The exercise:
Format every line of the listing below as a Markdown table with the columns Row and Line, numbering the rows in order and leaving out blank lines and the pictures.
%%
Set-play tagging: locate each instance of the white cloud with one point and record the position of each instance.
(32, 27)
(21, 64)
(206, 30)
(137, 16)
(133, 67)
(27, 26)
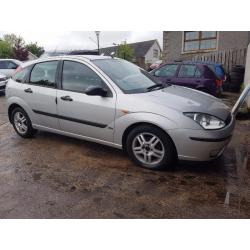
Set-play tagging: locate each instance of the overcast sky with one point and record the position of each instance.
(59, 40)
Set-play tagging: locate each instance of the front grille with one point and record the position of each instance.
(229, 119)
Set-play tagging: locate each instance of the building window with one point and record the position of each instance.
(199, 40)
(155, 53)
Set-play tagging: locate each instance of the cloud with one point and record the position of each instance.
(59, 40)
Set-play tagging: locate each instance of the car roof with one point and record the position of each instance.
(203, 62)
(10, 59)
(62, 57)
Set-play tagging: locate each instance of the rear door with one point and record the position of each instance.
(39, 93)
(189, 76)
(167, 73)
(7, 67)
(79, 113)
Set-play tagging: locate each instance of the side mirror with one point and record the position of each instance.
(96, 91)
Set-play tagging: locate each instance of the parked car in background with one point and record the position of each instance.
(8, 66)
(155, 65)
(3, 82)
(113, 102)
(189, 74)
(217, 68)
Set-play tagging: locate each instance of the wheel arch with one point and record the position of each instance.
(11, 108)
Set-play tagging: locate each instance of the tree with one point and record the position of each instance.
(6, 51)
(124, 51)
(13, 39)
(18, 45)
(20, 52)
(35, 49)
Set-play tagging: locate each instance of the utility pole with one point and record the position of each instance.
(98, 40)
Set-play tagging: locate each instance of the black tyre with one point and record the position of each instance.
(149, 147)
(21, 123)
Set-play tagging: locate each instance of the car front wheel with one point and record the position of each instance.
(150, 147)
(21, 123)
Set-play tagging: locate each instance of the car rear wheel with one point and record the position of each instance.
(21, 123)
(149, 147)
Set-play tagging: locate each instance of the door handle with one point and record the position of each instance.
(29, 90)
(67, 98)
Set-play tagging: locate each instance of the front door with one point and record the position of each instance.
(39, 93)
(81, 114)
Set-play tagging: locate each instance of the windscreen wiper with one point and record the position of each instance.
(158, 85)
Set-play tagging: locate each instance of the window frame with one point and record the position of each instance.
(199, 40)
(60, 85)
(43, 86)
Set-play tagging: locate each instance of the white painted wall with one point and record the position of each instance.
(149, 57)
(247, 74)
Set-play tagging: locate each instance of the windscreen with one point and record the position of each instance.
(127, 76)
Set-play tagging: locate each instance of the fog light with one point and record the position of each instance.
(214, 153)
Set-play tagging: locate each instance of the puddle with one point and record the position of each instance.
(237, 181)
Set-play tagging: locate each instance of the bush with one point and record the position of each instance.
(6, 51)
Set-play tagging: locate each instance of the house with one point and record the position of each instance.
(145, 53)
(226, 47)
(31, 56)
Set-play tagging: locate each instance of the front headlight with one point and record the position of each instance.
(3, 79)
(206, 121)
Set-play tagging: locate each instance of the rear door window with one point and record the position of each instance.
(167, 70)
(189, 71)
(44, 74)
(78, 77)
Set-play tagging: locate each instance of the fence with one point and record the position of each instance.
(227, 57)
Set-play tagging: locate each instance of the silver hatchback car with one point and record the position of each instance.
(115, 103)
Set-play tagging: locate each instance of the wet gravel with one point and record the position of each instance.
(53, 176)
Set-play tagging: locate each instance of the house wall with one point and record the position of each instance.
(149, 57)
(173, 42)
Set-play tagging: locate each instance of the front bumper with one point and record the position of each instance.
(201, 145)
(3, 85)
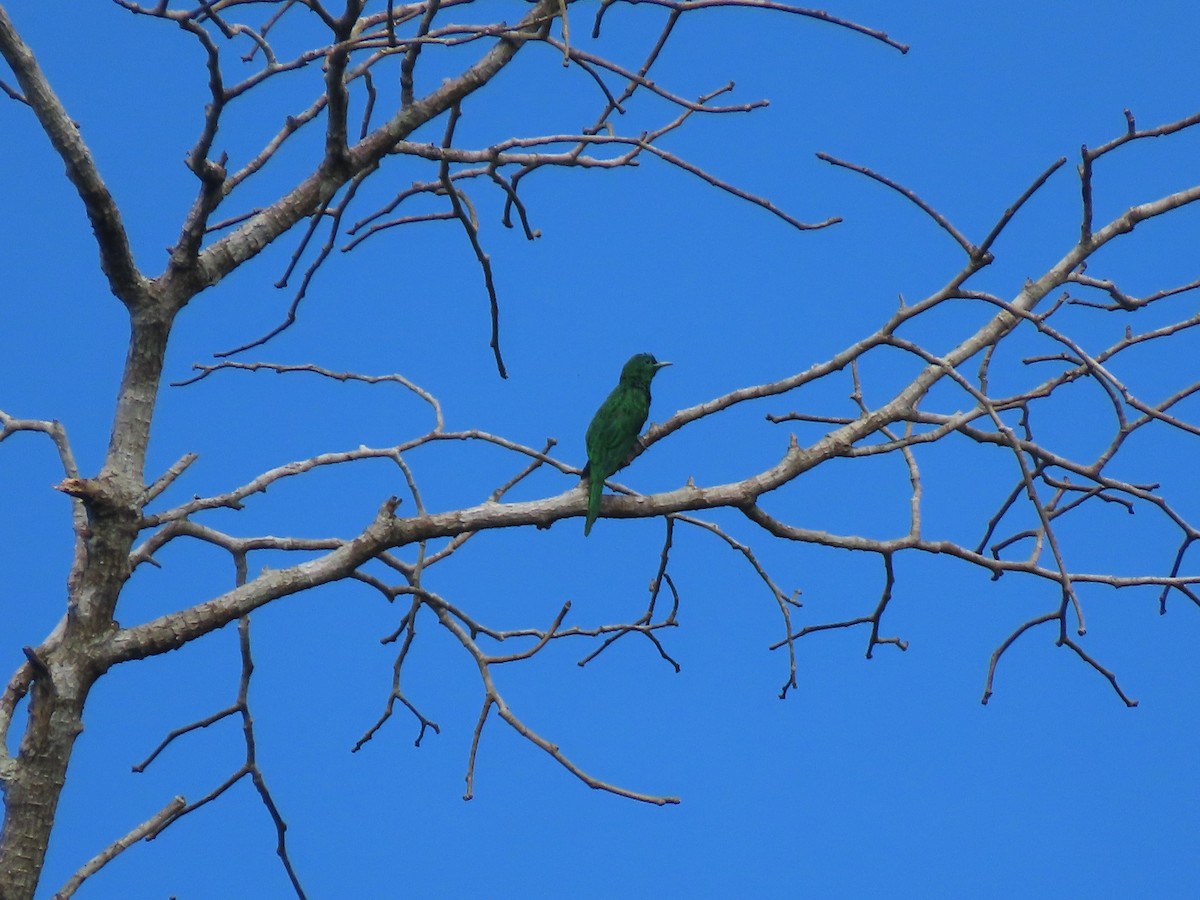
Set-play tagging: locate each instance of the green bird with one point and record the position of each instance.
(612, 435)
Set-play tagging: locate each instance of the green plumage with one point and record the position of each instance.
(612, 435)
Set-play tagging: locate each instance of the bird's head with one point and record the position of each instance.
(641, 369)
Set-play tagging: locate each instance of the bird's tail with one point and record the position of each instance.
(595, 487)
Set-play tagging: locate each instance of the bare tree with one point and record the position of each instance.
(120, 525)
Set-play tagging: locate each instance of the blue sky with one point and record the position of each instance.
(882, 774)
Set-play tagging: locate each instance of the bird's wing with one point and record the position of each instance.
(613, 431)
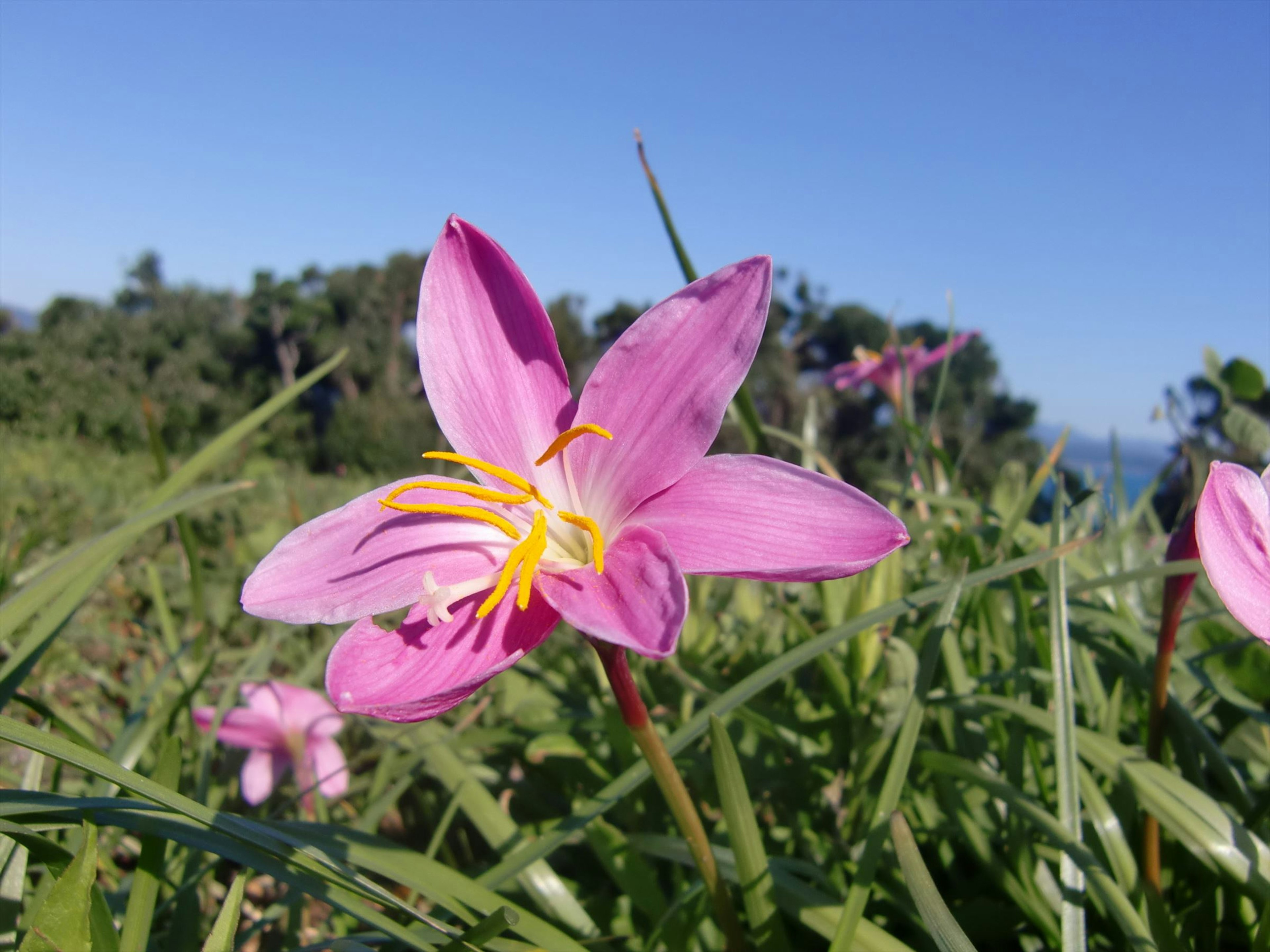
%%
Task answer:
| Row | Line |
|---|---|
| 1 | Set-play tagging: locate each instance of the white cloud with one point and record the position of each instance. |
| 2 | (32, 27) |
| 3 | (21, 64) |
| 4 | (206, 30) |
| 5 | (137, 16) |
| 6 | (133, 67) |
| 7 | (27, 26) |
| 8 | Set-play tagging: locate each instance of the overcast sky with one point and record the position of each instance. |
| 9 | (59, 40) |
| 10 | Set-play tagging: locate each instance of the front grille with one point and record the position of each instance. |
| 11 | (229, 119) |
| 12 | Set-play tagging: locate each instance of the building window with one point and record the position of each instance. |
| 13 | (199, 40) |
| 14 | (155, 53) |
| 15 | Set-play tagging: locate each instance of the cloud with one point and record the position of each instance. |
| 16 | (59, 40) |
| 17 | Set-play tagging: locate each instance of the car roof with one point and record the position of each instance. |
| 18 | (203, 62) |
| 19 | (10, 59) |
| 20 | (62, 57) |
| 21 | Set-play tagging: locate each instance of the rear door with one point and record the position of each instance. |
| 22 | (39, 93) |
| 23 | (189, 76) |
| 24 | (167, 73) |
| 25 | (7, 67) |
| 26 | (79, 113) |
| 27 | Set-play tagging: locate each instance of the side mirror with one point and record the position of each instance. |
| 28 | (96, 91) |
| 29 | Set-play tagging: locate each instance of the parked car in background with one point and record the position of each instance. |
| 30 | (8, 66) |
| 31 | (155, 65) |
| 32 | (3, 82) |
| 33 | (113, 102) |
| 34 | (189, 74) |
| 35 | (217, 68) |
| 36 | Set-play tagging: locate each instance of the wheel arch with one point and record the position of each instance. |
| 37 | (11, 108) |
| 38 | Set-play tagging: locate each instance of the tree with one point and record the position of each instance. |
| 39 | (6, 51) |
| 40 | (124, 51) |
| 41 | (13, 39) |
| 42 | (18, 45) |
| 43 | (20, 52) |
| 44 | (35, 49) |
| 45 | Set-play tagging: locate each instance of the utility pole with one point and record the position of each instance. |
| 46 | (98, 40) |
| 47 | Set-play tagging: locate each instance of the black tyre with one point and record the position of each instance. |
| 48 | (149, 147) |
| 49 | (21, 123) |
| 50 | Set-play tagging: locate each instance of the car front wheel with one point and record the position of each instance. |
| 51 | (150, 147) |
| 52 | (21, 123) |
| 53 | Set-play tagging: locate each instance of the car rear wheel with one point and record the position of each instance. |
| 54 | (21, 123) |
| 55 | (149, 147) |
| 56 | Set-play tagging: locate each instance of the door handle with one point and record the position of each instance. |
| 57 | (29, 90) |
| 58 | (67, 98) |
| 59 | Set-play tagging: locate each instance of the front door with one point and record the position of each instance. |
| 60 | (39, 93) |
| 61 | (81, 114) |
| 62 | Set-play tagging: locate each instance of the windscreen wiper with one point and record the position of each instance. |
| 63 | (158, 85) |
| 64 | Set-play tagging: locate each instance of the window frame with one point and record the position of each instance. |
| 65 | (199, 40) |
| 66 | (60, 85) |
| 67 | (43, 86) |
| 68 | Set-play tagging: locate each instance of the white painted wall with one point and record the position of each instance. |
| 69 | (149, 57) |
| 70 | (247, 74) |
| 71 | Set-play tagging: locate each instance of the windscreen with one point and record the position of each instance. |
| 72 | (127, 76) |
| 73 | Set-play tagging: locate each instance of the fog light with one point and record the position of each instance. |
| 74 | (214, 153) |
| 75 | Set-play tagging: locate each instance of the puddle with one point and record the position of each instance. |
| 76 | (237, 181) |
| 77 | Set-play tagging: locate each instance of the bush with one point and record the position of each instance. |
| 78 | (6, 51) |
| 79 | Set-play tagging: locate each instance of the house with one point and record the position of each instance. |
| 80 | (145, 53) |
| 81 | (226, 47) |
| 82 | (31, 56) |
| 83 | Set-play tagging: locate each instance of the front headlight with one point and record the position of each instance. |
| 84 | (3, 79) |
| 85 | (206, 121) |
| 86 | Set-play tagging: locate each instance of the rear door window with one point and record the position of each instance. |
| 87 | (167, 70) |
| 88 | (189, 71) |
| 89 | (44, 74) |
| 90 | (78, 77) |
| 91 | Set-play tagging: locate each instance of the fence with one point and record the position of each instance. |
| 92 | (227, 57) |
| 93 | Set-play tagging: locate each instance of the silver hatchback car with one point and record the position of each instance. |
| 94 | (115, 103) |
| 95 | Set-play tagging: locate each instance of the wet gravel with one point and record the position of each instance. |
| 96 | (53, 176) |
| 97 | Set-play tagging: locate each instance of the house wall with one point and record the position of each instance. |
| 98 | (149, 57) |
| 99 | (173, 42) |
| 100 | Set-play tagging: locate each instance of the front bumper with one point and record the position of each instance. |
| 101 | (201, 145) |
| 102 | (3, 85) |
| 103 | Set-play tagging: locate each instance of the green bird with one point and record the position of each instance. |
| 104 | (612, 435) |
| 105 | Set-play tagging: locate each instance of the green plumage with one point and record the position of each instance. |
| 106 | (612, 435) |
| 107 | Set-play tagging: locate each instance of the bird's head with one point and record the position of each instance. |
| 108 | (641, 369) |
| 109 | Set-play tagging: locate each instance of the bird's tail with one point and record the position of each instance. |
| 110 | (595, 487) |
| 111 | Set-play tagging: locate each instance of the bare tree with one point and record the position of each instance. |
| 112 | (120, 525) |
| 113 | Set-play tagging: locate each instance of the blue sky with one point and record the position of each instance. |
| 114 | (882, 774) |
| 115 | Set-play tagging: locate each instance of the bird's wing with one point and record the position of each instance. |
| 116 | (613, 431) |